=== WHAT TO WORK ON ===
Within the data that follows, how many lines carry the string "below"? Give the number alone.

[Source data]
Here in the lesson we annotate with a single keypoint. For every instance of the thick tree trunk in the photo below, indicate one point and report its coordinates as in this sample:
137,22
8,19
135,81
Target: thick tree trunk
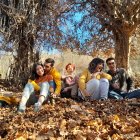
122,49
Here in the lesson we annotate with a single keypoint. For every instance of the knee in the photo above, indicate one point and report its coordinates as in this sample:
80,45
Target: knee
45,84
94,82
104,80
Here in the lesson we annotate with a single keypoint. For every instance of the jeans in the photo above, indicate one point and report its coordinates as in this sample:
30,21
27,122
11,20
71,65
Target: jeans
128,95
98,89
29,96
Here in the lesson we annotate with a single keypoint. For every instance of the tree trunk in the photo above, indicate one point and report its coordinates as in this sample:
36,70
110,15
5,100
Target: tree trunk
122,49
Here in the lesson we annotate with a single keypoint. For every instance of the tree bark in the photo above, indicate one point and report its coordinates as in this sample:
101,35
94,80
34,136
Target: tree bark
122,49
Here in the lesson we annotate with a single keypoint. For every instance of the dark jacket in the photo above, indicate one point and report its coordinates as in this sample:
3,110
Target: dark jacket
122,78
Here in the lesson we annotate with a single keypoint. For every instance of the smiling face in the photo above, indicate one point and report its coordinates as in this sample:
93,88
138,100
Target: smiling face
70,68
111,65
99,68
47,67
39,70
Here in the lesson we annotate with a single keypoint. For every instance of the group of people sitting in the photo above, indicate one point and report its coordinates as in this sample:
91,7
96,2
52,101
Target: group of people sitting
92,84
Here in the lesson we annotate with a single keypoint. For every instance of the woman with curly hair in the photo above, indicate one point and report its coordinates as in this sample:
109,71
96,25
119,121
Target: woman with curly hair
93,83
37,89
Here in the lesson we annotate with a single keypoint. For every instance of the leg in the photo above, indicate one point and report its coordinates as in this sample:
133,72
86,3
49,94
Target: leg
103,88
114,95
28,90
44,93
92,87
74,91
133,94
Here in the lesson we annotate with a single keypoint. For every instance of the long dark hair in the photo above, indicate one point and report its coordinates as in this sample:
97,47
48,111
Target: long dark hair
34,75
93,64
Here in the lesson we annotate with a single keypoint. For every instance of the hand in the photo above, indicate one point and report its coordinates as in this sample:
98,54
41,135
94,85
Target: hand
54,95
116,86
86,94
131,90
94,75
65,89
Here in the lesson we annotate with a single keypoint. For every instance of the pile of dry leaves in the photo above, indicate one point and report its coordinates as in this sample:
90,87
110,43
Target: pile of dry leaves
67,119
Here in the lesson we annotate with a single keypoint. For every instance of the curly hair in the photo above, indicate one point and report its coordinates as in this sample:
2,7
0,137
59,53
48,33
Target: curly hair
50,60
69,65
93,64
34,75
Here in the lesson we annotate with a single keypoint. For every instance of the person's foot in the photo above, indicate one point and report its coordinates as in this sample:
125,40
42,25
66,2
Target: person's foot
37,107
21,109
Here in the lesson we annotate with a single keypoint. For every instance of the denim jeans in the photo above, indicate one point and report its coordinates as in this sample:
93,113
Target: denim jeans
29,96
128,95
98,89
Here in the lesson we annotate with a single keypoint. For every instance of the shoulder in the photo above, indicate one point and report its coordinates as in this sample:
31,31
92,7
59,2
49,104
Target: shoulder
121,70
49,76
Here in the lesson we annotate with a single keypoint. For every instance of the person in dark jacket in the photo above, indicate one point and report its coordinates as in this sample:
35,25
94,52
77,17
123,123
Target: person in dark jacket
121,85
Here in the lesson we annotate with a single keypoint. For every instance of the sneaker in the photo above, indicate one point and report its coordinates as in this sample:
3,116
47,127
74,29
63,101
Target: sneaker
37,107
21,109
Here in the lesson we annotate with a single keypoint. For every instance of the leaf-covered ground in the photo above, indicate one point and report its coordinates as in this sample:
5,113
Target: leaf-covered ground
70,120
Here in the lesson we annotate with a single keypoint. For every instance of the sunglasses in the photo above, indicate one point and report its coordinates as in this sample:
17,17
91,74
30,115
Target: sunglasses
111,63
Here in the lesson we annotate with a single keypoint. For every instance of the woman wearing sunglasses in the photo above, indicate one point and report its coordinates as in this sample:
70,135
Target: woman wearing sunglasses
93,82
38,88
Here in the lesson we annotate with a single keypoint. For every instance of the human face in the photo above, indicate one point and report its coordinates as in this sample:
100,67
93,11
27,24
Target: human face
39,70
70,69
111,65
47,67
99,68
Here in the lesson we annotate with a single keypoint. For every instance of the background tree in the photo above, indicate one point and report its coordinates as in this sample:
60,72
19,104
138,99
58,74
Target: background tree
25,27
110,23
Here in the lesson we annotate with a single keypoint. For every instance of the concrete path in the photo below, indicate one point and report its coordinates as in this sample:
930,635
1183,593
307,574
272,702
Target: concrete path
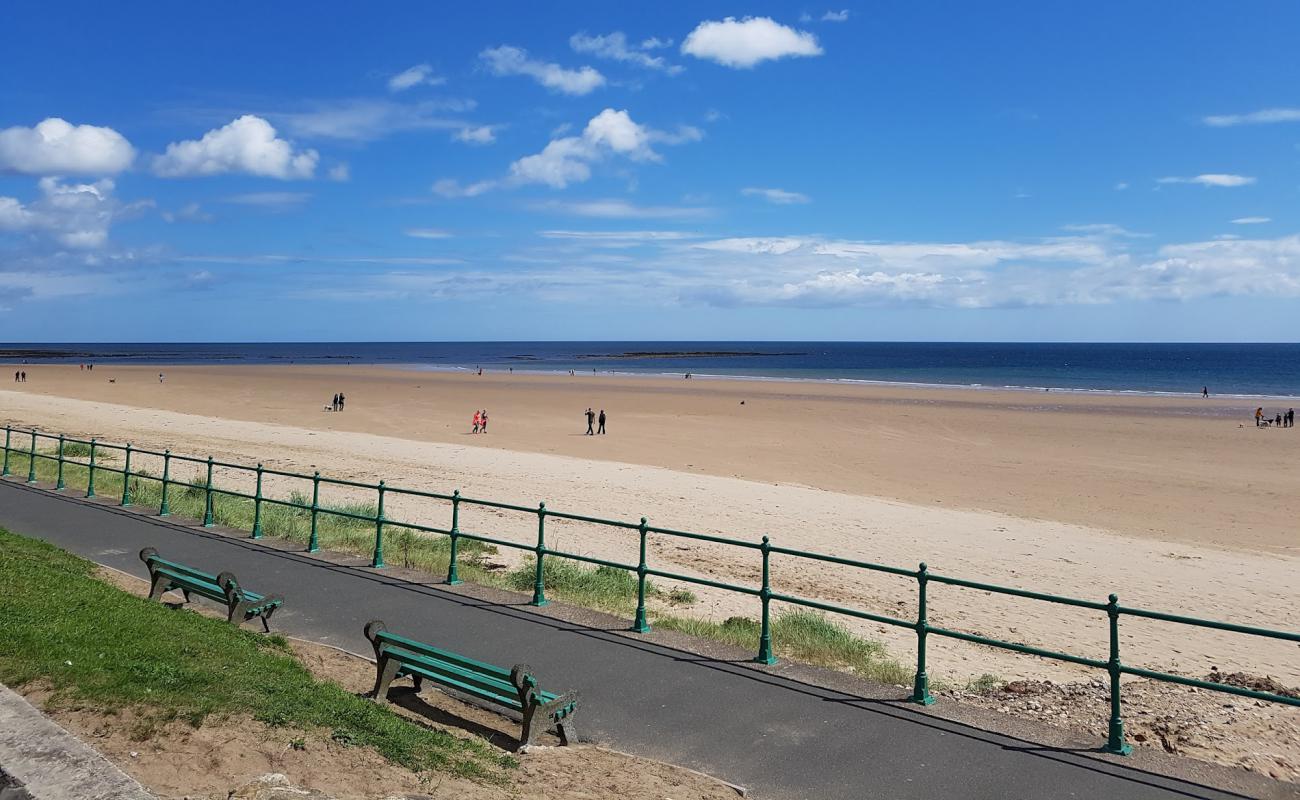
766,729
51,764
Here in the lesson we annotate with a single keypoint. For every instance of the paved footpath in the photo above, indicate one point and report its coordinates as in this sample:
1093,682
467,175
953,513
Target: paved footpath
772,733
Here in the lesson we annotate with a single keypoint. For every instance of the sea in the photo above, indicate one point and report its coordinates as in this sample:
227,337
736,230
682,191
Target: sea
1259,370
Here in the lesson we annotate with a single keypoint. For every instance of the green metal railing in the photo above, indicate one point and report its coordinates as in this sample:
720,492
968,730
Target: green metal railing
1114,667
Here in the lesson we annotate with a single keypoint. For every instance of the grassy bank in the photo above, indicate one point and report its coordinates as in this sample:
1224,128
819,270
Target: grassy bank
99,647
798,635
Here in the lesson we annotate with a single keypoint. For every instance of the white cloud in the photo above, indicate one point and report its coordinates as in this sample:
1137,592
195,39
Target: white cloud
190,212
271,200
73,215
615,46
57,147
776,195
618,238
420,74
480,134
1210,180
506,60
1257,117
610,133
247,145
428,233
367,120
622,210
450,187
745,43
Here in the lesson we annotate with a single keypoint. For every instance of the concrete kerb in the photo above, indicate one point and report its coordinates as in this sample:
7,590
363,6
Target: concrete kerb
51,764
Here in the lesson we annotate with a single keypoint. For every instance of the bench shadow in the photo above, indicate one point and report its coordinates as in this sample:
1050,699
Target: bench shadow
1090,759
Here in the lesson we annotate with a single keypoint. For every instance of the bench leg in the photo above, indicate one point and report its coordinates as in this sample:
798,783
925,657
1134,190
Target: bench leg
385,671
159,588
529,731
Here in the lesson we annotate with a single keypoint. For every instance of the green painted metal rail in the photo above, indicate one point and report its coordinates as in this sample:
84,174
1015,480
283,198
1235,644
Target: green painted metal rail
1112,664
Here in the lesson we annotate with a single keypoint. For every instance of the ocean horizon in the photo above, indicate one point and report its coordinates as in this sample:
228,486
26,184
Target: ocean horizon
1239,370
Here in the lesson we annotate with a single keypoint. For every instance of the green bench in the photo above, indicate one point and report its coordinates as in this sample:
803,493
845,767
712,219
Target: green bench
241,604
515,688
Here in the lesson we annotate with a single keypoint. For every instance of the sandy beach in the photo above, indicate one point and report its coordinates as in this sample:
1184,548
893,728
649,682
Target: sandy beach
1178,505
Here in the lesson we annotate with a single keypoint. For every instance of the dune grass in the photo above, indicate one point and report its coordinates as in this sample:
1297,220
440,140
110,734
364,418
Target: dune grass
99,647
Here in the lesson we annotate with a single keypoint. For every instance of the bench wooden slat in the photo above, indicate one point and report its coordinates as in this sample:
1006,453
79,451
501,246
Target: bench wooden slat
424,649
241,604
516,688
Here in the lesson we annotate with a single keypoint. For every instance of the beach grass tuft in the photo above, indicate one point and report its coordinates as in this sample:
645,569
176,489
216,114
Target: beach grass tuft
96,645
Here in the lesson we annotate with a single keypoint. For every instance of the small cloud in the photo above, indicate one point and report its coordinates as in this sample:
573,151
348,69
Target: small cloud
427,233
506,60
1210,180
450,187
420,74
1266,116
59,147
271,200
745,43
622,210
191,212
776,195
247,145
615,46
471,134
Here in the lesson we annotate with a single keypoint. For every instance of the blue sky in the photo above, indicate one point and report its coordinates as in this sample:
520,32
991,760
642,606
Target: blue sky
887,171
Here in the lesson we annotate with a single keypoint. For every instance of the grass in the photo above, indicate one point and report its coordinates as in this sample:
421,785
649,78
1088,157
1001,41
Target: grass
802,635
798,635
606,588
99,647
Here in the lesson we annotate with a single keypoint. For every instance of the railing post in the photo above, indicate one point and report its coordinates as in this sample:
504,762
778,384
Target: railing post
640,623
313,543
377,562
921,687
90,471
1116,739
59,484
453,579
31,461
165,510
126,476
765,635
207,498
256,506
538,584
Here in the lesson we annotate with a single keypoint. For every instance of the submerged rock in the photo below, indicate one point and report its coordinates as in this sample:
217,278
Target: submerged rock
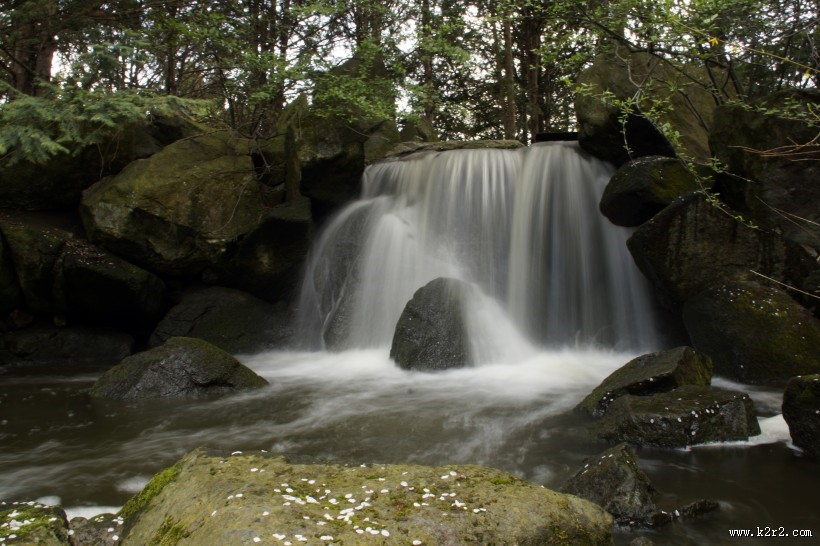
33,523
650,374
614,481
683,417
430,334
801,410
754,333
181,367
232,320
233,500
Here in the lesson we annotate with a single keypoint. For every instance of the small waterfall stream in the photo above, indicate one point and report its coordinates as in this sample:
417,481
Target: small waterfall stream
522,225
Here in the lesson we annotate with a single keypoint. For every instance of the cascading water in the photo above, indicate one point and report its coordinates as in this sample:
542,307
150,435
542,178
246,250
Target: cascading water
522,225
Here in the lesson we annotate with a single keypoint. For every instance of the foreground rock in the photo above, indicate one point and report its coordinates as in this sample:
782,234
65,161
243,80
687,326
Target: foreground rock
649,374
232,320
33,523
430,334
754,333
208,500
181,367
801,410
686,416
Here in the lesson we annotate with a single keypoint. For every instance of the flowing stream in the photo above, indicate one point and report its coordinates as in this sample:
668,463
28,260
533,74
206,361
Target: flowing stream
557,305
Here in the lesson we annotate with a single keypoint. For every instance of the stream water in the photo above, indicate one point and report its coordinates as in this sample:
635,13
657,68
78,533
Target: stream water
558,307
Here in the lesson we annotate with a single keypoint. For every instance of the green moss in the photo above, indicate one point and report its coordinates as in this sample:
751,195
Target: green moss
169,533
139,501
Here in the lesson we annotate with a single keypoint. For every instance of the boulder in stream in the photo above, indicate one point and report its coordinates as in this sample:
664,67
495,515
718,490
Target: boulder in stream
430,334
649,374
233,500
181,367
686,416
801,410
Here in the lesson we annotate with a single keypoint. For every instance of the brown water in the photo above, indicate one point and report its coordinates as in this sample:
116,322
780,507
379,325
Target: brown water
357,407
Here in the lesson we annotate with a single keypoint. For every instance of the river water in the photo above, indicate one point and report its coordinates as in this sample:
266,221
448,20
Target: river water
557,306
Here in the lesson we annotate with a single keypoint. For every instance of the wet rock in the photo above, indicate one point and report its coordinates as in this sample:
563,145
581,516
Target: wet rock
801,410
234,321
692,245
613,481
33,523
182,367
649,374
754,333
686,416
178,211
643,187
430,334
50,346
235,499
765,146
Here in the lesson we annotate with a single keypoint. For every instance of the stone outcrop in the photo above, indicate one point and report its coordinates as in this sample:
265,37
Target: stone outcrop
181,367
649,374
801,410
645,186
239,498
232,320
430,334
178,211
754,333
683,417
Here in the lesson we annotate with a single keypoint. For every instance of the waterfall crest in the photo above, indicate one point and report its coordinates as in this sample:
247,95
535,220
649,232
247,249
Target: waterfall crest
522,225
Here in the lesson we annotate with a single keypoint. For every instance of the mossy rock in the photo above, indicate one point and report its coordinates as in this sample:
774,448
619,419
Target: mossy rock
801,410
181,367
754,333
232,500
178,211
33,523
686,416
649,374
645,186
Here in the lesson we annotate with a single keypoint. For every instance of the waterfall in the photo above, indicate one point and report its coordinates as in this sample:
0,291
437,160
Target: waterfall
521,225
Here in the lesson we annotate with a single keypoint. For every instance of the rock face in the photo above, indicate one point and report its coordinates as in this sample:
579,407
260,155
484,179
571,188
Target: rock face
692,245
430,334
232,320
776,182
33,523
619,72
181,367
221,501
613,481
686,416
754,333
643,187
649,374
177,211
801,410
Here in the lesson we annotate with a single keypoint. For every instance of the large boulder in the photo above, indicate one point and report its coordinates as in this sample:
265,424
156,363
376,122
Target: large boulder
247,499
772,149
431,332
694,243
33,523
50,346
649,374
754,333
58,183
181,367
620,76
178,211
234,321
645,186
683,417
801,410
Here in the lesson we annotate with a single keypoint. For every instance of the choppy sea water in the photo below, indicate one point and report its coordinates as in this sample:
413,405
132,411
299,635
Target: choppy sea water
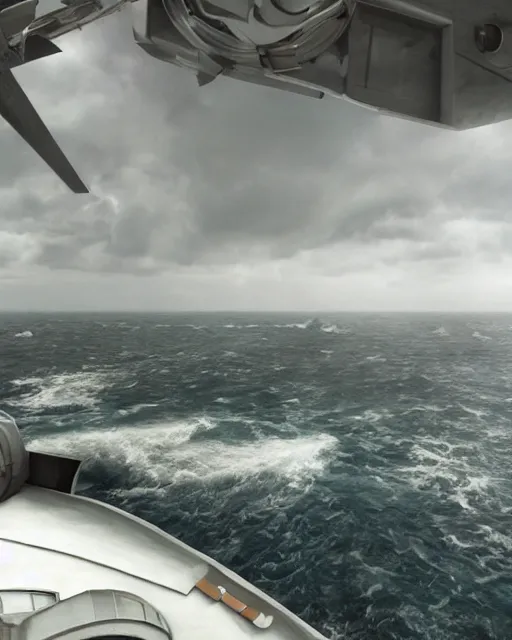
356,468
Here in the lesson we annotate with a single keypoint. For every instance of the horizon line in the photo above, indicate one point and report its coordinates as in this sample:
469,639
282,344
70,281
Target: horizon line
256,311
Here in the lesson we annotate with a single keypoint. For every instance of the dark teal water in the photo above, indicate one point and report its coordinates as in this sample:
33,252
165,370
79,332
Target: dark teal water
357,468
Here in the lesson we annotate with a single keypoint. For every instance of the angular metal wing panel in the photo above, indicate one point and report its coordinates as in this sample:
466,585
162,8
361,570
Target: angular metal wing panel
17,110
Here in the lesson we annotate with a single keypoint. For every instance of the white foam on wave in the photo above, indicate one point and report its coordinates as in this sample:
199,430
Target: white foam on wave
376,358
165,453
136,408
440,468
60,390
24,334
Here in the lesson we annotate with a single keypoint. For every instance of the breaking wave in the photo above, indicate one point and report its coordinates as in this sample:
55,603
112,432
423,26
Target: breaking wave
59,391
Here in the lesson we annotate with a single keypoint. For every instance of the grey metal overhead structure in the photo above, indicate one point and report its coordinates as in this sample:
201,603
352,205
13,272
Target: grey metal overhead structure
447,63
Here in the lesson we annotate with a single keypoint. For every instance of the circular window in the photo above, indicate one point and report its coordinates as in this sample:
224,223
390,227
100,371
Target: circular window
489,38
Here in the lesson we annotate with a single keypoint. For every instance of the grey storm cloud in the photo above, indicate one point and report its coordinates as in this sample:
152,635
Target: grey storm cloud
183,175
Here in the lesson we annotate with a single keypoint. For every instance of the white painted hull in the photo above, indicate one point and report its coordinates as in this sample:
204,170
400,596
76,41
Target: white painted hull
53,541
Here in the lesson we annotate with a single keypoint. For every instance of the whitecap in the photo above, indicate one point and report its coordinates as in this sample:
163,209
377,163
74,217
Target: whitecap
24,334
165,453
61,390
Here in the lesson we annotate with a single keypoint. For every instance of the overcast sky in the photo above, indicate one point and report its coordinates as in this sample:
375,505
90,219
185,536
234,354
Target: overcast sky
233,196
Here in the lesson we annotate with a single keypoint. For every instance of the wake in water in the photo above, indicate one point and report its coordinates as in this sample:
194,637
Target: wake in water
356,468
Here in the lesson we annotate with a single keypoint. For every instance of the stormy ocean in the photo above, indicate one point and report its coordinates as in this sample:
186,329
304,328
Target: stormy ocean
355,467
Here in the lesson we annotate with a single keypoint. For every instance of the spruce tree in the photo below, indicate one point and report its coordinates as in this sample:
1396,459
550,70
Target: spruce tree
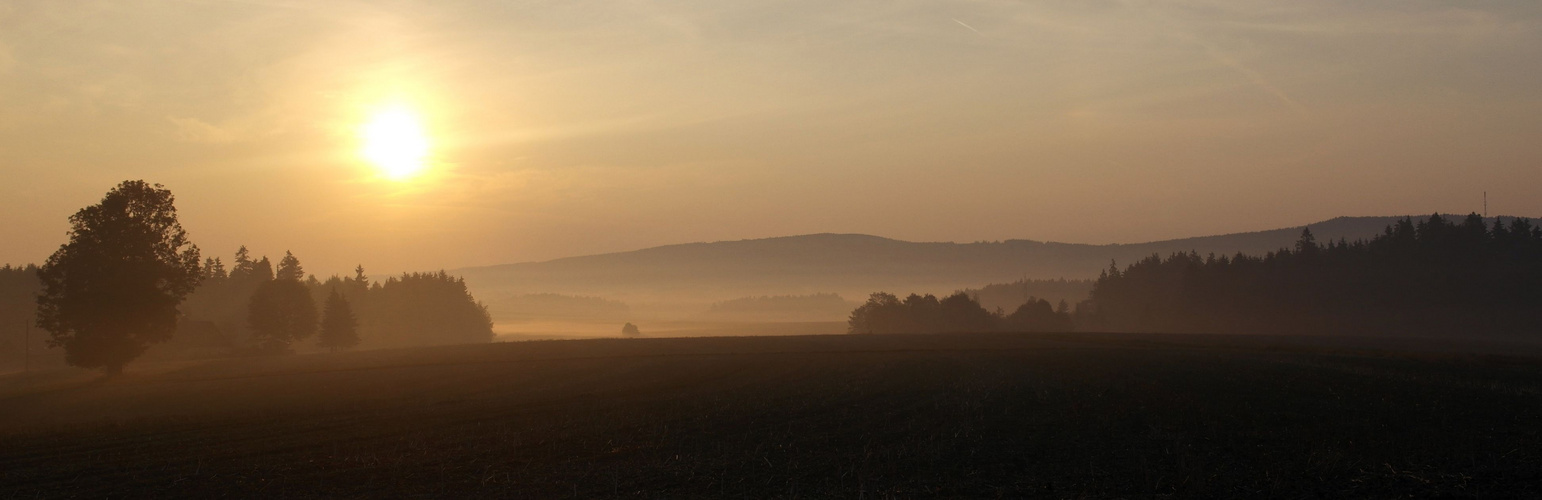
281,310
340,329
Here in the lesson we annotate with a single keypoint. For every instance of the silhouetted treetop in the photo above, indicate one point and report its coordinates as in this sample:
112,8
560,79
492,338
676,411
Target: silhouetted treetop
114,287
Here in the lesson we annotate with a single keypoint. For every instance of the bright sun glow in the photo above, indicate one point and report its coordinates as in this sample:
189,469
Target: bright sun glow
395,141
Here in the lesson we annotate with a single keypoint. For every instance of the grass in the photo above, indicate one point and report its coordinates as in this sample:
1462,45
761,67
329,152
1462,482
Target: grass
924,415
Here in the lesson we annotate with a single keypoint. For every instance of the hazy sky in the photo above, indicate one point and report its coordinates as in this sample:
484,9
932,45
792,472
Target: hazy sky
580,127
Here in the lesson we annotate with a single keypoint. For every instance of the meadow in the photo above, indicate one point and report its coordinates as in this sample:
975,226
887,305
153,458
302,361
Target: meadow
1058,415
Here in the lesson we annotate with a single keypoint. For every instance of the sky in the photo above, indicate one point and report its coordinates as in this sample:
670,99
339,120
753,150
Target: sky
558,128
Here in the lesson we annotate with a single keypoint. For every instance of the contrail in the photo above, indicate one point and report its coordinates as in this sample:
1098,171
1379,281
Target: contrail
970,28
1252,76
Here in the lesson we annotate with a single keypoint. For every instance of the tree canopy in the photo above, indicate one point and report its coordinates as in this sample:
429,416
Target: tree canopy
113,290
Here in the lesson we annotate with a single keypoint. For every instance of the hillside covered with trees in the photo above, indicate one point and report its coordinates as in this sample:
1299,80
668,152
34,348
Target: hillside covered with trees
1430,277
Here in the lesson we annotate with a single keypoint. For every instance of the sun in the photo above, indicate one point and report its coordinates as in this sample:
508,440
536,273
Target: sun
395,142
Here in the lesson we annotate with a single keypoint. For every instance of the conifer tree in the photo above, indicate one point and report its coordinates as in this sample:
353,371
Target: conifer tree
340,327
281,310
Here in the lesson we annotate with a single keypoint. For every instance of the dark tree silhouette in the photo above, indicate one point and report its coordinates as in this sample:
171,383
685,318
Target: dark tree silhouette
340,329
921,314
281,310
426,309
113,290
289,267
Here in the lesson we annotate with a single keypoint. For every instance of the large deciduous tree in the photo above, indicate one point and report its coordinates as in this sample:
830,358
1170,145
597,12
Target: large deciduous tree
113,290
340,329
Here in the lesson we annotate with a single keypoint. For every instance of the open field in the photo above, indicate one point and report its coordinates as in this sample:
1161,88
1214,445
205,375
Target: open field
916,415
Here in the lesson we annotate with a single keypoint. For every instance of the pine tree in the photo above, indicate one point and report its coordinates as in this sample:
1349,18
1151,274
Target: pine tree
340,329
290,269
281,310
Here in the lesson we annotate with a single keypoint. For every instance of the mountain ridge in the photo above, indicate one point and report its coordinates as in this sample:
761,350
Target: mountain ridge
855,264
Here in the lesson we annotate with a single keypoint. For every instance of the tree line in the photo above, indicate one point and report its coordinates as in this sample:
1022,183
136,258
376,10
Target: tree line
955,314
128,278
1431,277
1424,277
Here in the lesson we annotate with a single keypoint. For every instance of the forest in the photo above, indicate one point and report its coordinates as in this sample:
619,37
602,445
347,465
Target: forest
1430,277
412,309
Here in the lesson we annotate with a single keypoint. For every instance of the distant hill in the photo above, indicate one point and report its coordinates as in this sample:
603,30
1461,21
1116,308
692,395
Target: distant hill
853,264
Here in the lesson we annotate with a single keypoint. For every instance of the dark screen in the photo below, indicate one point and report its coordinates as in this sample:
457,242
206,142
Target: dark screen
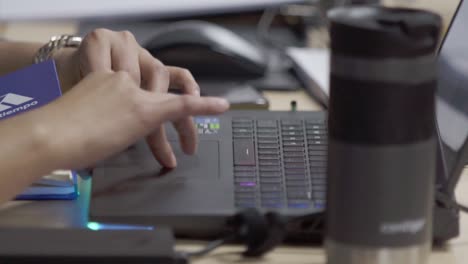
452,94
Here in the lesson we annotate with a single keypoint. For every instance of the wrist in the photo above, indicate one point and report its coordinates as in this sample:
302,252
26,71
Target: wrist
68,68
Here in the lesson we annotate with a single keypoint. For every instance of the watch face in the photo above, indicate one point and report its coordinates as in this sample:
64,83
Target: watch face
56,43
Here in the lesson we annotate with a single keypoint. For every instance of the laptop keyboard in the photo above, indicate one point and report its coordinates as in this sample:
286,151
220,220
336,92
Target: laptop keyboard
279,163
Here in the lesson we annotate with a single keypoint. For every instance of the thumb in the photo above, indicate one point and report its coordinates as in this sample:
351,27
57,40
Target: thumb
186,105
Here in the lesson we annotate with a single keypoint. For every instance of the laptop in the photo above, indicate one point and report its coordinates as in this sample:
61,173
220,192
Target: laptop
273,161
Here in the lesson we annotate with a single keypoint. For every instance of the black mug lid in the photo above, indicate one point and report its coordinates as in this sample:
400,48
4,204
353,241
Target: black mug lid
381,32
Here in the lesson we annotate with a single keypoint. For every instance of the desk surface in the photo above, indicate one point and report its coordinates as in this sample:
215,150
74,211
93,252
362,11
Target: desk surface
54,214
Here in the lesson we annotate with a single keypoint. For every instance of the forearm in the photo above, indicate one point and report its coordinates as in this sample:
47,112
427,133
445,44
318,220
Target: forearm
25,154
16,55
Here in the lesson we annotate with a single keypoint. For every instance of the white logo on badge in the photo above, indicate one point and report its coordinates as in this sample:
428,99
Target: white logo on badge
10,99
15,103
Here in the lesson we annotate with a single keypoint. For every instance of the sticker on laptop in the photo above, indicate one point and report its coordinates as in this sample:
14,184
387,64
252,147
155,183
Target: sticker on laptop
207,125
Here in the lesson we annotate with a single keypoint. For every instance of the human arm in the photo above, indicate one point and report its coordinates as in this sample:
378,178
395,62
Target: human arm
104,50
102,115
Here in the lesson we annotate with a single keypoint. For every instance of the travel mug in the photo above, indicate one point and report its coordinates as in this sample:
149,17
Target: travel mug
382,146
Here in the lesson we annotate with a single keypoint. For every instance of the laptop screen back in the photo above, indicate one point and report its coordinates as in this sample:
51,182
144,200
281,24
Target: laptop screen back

=== EXERCISE SOLUTION ===
6